REQUIRED TASK: The records that follow are to be repeated exactly, with the pictures removed.

ENTRIES PROVIDED:
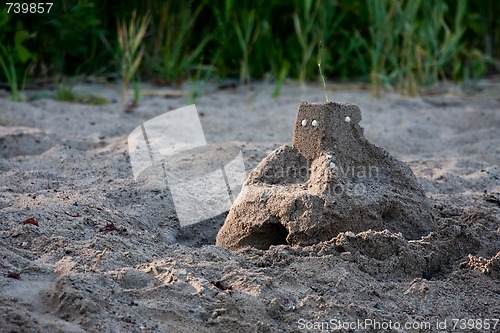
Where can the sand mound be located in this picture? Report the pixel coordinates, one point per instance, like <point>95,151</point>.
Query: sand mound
<point>330,180</point>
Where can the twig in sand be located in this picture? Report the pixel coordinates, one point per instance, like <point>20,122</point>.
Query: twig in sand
<point>98,260</point>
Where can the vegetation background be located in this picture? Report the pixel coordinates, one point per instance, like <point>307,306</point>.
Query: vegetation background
<point>399,44</point>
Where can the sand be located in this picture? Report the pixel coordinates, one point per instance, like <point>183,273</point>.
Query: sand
<point>67,166</point>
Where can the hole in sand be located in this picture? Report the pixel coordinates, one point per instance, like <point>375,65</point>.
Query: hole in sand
<point>271,234</point>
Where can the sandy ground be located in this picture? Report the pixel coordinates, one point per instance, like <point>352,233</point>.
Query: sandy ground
<point>67,166</point>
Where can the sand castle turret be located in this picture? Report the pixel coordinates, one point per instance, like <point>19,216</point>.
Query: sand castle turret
<point>330,180</point>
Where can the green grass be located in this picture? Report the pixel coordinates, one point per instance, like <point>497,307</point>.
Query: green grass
<point>9,71</point>
<point>131,50</point>
<point>399,45</point>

ANSWER TO THIS TASK:
Where can the sand mound be located in this picture? Report the pixel coordinates, one point per instance, like <point>95,151</point>.
Query: sand mound
<point>330,180</point>
Where can the twig in sand be located in this picture? Report the pixel coordinates, one point per instance, like <point>20,122</point>.
Query: twig in sand
<point>98,260</point>
Where can the vegetation background be located in this picture? Report the pixel coordinates, one point per instance, like <point>307,306</point>.
Query: vegetation background
<point>399,44</point>
Where can the sand be located in this picture? Report the pixel coordinates, one point per instance, like <point>183,273</point>.
Query: sand
<point>67,166</point>
Where can the hole in sand be located in this picture? Report the pixel coordinates, one point per instance, like <point>375,65</point>.
Query: hole in sand
<point>271,234</point>
Where can the sandy ground be located in this picture? Report the pixel coordinates, one point per instance, like <point>352,233</point>.
Query: sandy ground
<point>67,166</point>
Where can the sand castle turret be located in this picture? Report the pixel coordinates, one point per instance, like <point>19,216</point>.
Query: sand castle turret
<point>330,180</point>
Where can the green grass be located in this picture? Report the pixel coordinates, one point per instance, like <point>497,307</point>.
Query: green grass
<point>9,71</point>
<point>131,50</point>
<point>399,45</point>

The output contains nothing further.